Written instruction — Copy every line of the records below word for word, but leave out the pictures.

Provided records —
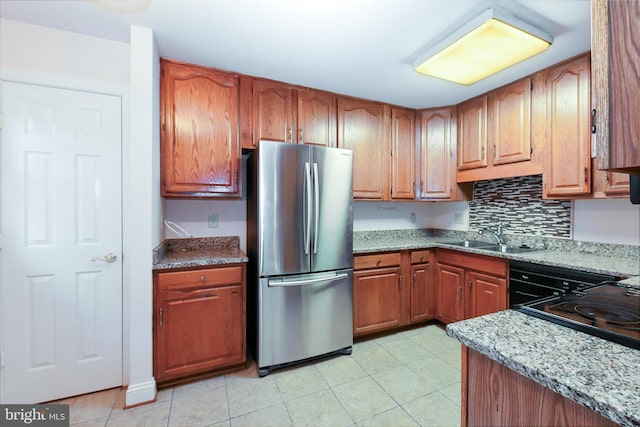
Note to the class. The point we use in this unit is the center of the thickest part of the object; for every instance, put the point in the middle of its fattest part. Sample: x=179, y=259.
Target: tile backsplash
x=517, y=203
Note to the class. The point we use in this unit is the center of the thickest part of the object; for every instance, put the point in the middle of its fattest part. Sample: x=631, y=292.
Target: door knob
x=110, y=257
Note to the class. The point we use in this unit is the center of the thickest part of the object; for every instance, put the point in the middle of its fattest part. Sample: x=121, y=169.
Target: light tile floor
x=409, y=378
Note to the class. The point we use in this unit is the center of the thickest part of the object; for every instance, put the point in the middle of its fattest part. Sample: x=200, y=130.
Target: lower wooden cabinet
x=391, y=290
x=494, y=395
x=199, y=321
x=469, y=285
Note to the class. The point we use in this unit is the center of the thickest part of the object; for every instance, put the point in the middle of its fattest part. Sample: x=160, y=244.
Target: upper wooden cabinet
x=437, y=154
x=567, y=171
x=615, y=88
x=472, y=133
x=281, y=112
x=199, y=141
x=273, y=112
x=509, y=122
x=363, y=127
x=403, y=137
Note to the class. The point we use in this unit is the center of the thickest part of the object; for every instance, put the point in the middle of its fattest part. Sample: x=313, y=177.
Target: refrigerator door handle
x=282, y=282
x=316, y=215
x=307, y=184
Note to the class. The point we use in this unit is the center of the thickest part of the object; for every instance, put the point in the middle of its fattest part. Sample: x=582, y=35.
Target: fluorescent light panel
x=488, y=44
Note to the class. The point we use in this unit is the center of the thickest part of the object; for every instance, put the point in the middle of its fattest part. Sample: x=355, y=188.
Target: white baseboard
x=141, y=393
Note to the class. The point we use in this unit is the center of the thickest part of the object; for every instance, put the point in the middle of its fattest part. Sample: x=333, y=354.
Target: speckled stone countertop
x=599, y=374
x=616, y=260
x=198, y=252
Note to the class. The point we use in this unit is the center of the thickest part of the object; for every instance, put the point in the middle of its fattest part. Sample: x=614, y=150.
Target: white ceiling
x=362, y=48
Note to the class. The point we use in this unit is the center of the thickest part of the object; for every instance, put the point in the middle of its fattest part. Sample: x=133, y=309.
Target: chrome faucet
x=497, y=234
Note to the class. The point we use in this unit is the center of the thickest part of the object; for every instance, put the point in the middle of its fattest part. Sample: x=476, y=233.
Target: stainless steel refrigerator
x=300, y=247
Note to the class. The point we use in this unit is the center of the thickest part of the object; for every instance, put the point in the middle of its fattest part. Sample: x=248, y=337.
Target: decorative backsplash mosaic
x=517, y=203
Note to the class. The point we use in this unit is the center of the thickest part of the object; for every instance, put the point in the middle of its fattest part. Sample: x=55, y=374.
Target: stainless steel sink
x=505, y=249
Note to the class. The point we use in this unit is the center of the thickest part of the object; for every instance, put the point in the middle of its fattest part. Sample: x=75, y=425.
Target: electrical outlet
x=213, y=220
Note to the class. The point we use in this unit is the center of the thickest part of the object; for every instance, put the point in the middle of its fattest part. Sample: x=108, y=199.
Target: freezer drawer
x=303, y=316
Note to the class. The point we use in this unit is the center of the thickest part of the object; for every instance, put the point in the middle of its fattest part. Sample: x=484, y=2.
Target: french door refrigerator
x=300, y=247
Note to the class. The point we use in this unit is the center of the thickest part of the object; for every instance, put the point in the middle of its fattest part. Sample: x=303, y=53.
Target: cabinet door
x=199, y=330
x=403, y=139
x=484, y=294
x=437, y=148
x=472, y=133
x=316, y=118
x=450, y=293
x=376, y=299
x=568, y=168
x=616, y=94
x=422, y=294
x=200, y=146
x=273, y=114
x=363, y=128
x=510, y=122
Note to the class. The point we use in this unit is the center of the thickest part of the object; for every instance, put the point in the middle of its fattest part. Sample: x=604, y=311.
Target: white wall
x=606, y=221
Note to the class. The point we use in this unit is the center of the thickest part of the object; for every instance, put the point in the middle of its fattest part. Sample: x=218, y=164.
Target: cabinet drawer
x=362, y=262
x=197, y=278
x=486, y=264
x=419, y=257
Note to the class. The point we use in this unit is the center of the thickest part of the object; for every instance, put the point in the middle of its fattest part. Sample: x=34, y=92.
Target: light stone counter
x=599, y=374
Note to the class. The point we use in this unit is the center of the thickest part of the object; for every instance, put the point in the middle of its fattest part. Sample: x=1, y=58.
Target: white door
x=61, y=211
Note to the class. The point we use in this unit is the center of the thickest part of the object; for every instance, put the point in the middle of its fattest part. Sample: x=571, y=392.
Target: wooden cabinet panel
x=472, y=133
x=403, y=137
x=616, y=102
x=316, y=118
x=450, y=282
x=273, y=113
x=437, y=154
x=200, y=145
x=363, y=128
x=485, y=294
x=567, y=170
x=496, y=396
x=377, y=300
x=422, y=294
x=199, y=322
x=510, y=122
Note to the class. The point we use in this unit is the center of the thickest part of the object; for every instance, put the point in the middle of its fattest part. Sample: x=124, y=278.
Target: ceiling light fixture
x=489, y=43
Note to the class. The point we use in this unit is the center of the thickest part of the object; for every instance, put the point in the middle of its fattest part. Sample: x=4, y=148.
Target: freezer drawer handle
x=280, y=282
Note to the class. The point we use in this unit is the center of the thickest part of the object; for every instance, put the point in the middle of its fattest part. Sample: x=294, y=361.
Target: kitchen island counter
x=598, y=374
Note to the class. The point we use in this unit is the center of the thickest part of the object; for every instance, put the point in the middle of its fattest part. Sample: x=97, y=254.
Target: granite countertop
x=616, y=260
x=198, y=252
x=596, y=373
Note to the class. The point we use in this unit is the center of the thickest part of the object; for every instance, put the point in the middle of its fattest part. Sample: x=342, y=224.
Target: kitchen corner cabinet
x=287, y=113
x=494, y=395
x=199, y=139
x=472, y=133
x=614, y=86
x=391, y=290
x=567, y=171
x=363, y=127
x=469, y=285
x=199, y=322
x=377, y=300
x=403, y=136
x=438, y=155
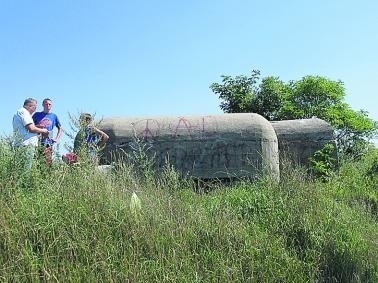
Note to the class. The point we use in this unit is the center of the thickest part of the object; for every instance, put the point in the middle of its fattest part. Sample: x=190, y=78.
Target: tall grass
x=74, y=224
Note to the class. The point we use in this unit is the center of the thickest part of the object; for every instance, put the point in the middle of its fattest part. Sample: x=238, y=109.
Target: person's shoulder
x=36, y=114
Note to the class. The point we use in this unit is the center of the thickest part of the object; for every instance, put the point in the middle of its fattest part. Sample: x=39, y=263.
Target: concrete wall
x=214, y=146
x=218, y=146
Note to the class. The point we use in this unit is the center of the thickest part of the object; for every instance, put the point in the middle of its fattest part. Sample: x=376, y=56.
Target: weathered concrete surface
x=214, y=146
x=300, y=139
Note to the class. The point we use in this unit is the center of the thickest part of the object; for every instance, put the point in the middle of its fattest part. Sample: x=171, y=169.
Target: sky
x=148, y=58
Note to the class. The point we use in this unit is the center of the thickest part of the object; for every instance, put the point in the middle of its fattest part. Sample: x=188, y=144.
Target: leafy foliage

Solution to this exercise —
Note to the class. The point we use in this unit is the center of the thickest part of the object; for every instance, put the point in the middle of its fattest part. Sample: x=179, y=259.
Target: tile backsplash
x=517, y=203
Note to the class. The point we use in this unit is the center of the thickest part of the object; for every instance, put the point in the middle of its fattest part. Sample: x=631, y=292.
Target: door knob
x=110, y=257
Note to the class. The point we use in this unit is the center of the thickest part of the object; for every instance, put the point in the middle of its fattest part. Sample: x=121, y=169.
Target: light tile floor
x=409, y=378
Note to the class. The point we use in this unit is the center of the thickest part of the object; for every instance, put the point in the middle of its fattest part. Sample: x=200, y=130.
Target: lower wooden cabinet
x=391, y=290
x=494, y=395
x=199, y=321
x=469, y=285
Note to the class. The point we use in this unit is the center of the thickest part of the object; for every instance, put the point in the middle of its fattest part. Sample: x=160, y=244.
Target: upper wooden cabinet
x=437, y=154
x=567, y=171
x=615, y=88
x=472, y=133
x=281, y=112
x=199, y=141
x=273, y=112
x=509, y=122
x=363, y=127
x=403, y=137
Note to the class. The point we use in this unit is the center of the thickest part of the object; for every instance, put the point in the middle of its fattest part. Sample: x=313, y=177.
Target: refrigerator door handle
x=282, y=282
x=316, y=215
x=307, y=184
Note to the class. The point we use in this unit is the center of the thickest part of the object; for every instance, put the point in the middle of its fattest part. Sample: x=582, y=35.
Target: fluorescent light panel
x=488, y=44
Note to the class. The point we use in this unit is the center of the thickest part of the object; for every instance, put the point in the middle of its fattest part. Sample: x=355, y=188.
Target: white baseboard
x=141, y=393
Note to the class. The point we use in this unit is the center of the thickest part of the object; for every instance, put the point in the middle of its fattest part. Sample: x=333, y=354.
Target: speckled stone countertop
x=599, y=374
x=616, y=260
x=198, y=252
Note to the class. The point we use in this unit is the center of the thickest part of the object; for every instance, put the point in the middle of its fattest part. Sample: x=614, y=150.
Target: white ceiling
x=362, y=48
Note to the class. The point we use in this unit is the center of the thickest part of the object; for every instance, put the point in the middle of its fattest part. Sample: x=133, y=309.
Target: chrome faucet
x=497, y=234
Note to the class. The point we use in this unit is the center of the thickest part of the object; for every instance, put the point in the middle of its fattest part. Sample: x=476, y=233.
Target: stainless steel refrigerator
x=300, y=247
Note to the class. The point we use in this unit is the center of the thickest part of the object; for every instance, put the point in the middle of its fattest part. Sample: x=248, y=337.
Target: decorative backsplash mosaic
x=517, y=203
Note to the class. The point we use in this unit is the center of the thickest part of the object; for every instance, put the point in the middle of its fattest part. Sample: x=55, y=374.
Target: stainless steel sink
x=505, y=249
Note to the class. The point we use in this unit is the center of the thickest part of the object; for every instance, put the point in the middle of its fattest part. Sample: x=75, y=425.
Target: electrical outlet
x=213, y=220
Note to the class. The point we use in this unit is the center of the thickest part of the object; for every instance, put the point in the middle of its fattest part. Sample: x=108, y=199.
Target: freezer drawer
x=303, y=316
Note to the class. The point we use in this unit is the center of the thickest part of the object; for every instance, put the point in the middle of its fattest part. Sample: x=484, y=2.
Target: french door refrigerator
x=300, y=247
Note to the class. The point we use in this unit is the center of the thickest part of the object; for every instance, put the point in the middle of its fattest part. Sample: x=303, y=53.
Target: cabinet door
x=199, y=330
x=403, y=139
x=484, y=294
x=437, y=148
x=472, y=133
x=316, y=118
x=450, y=293
x=376, y=299
x=568, y=168
x=616, y=94
x=422, y=294
x=200, y=146
x=273, y=114
x=363, y=128
x=510, y=122
Note to the class. The point we use in this unit is the center of the thickest part of the object; for every instance, put the point in the middle of its fattest part. Sample: x=604, y=311.
Target: white wall
x=606, y=221
Note to the class. The point we use in this unit is the center of the thickest part of the object; for every instance, put the point in the middle of its fattest part. Sample: x=218, y=164.
Target: cabinet drawer
x=362, y=262
x=197, y=278
x=486, y=264
x=419, y=257
Note to the class. The point we use in this unit is the center of the thickest part of the object; for every instance, put the point in the middle of its fattest part. Sample: x=34, y=92.
Target: light stone counter
x=599, y=374
Note to the class. The point we use in this unit is the center of the thickest part of the object; for every instance, put the point in the middle of its fattest part. Sample: x=1, y=58.
Target: white door
x=61, y=211
Note to the class. The point we use in this unit is the center of the thickest part of the object; for every instance, put the point in the middle of its fattest part. Sample: x=571, y=392.
Target: wooden cabinet panel
x=472, y=133
x=403, y=137
x=616, y=102
x=316, y=118
x=450, y=282
x=273, y=113
x=437, y=154
x=200, y=145
x=363, y=128
x=485, y=294
x=567, y=170
x=496, y=396
x=377, y=300
x=422, y=294
x=199, y=322
x=510, y=122
Note to the class. The point we use in this unit is the center of the thickest part of the object; for every instance, put the point in the middle of its fattest part. Sample: x=124, y=278.
Target: ceiling light fixture
x=489, y=43
Note to the class. The point we use in this unit is the center of the thickest part of the object; for every instance, put the point in the middle of its fattest part. Sample: x=4, y=148.
Target: freezer drawer handle
x=280, y=282
Note to the class. The point we use in this unit is the center of the thickest part of the object; for every instance, put the point in the middle of its fattest part. Sample: x=294, y=361.
Target: kitchen island counter
x=598, y=374
Note to the class. The point we use in this unit is the center of the thickest part of the object; for every instance, put the point in the middle of its fattest part. Sample: x=97, y=254.
Target: granite countertop
x=616, y=260
x=198, y=252
x=596, y=373
Note to the class. The point we use in this unit is the center of the thickest part of the object; for every instance, put the point in the middle of its fattest part. Sample: x=342, y=224.
Target: kitchen corner cabinet
x=287, y=113
x=494, y=395
x=199, y=139
x=472, y=133
x=614, y=86
x=391, y=290
x=567, y=171
x=363, y=127
x=469, y=285
x=199, y=322
x=377, y=300
x=403, y=136
x=438, y=155
Note to the class. The point we use in this unit is the center of the thickest part of the object; for every instance, put the point in the middle of its fattest part. Sample: x=190, y=78.
Target: tall grass
x=74, y=224
Note to the class. The point we use in this unit is the center of the thickest part of the object; for every instance, put the point in the middle of its fattest part. Sample: x=238, y=109.
Target: person's shoulder
x=36, y=114
Note to the class. The point we use in this unit is the center of the thickest part of the object; for every instance, put the point in the middle of its fattest part. Sample: x=39, y=263.
Target: concrete wall
x=214, y=146
x=218, y=146
Note to the class. The point we use in this unit is the center of the thickest part of the object; for every instance, put the point in the middle of its fattest part. Sample: x=376, y=56.
Target: weathered concrete surface
x=214, y=146
x=300, y=139
Note to the class. The point we use in this unit is the center of the thickest part of the object; for every instance, put the point in the middle of its fattest part. Sample: x=171, y=169.
Target: sky
x=148, y=58
Note to the class. The point we use in this unit is the center of the thickest part of the object; for every instance, put the point in the middle of its fattest part. Sample: x=188, y=144.
Target: leafy foliage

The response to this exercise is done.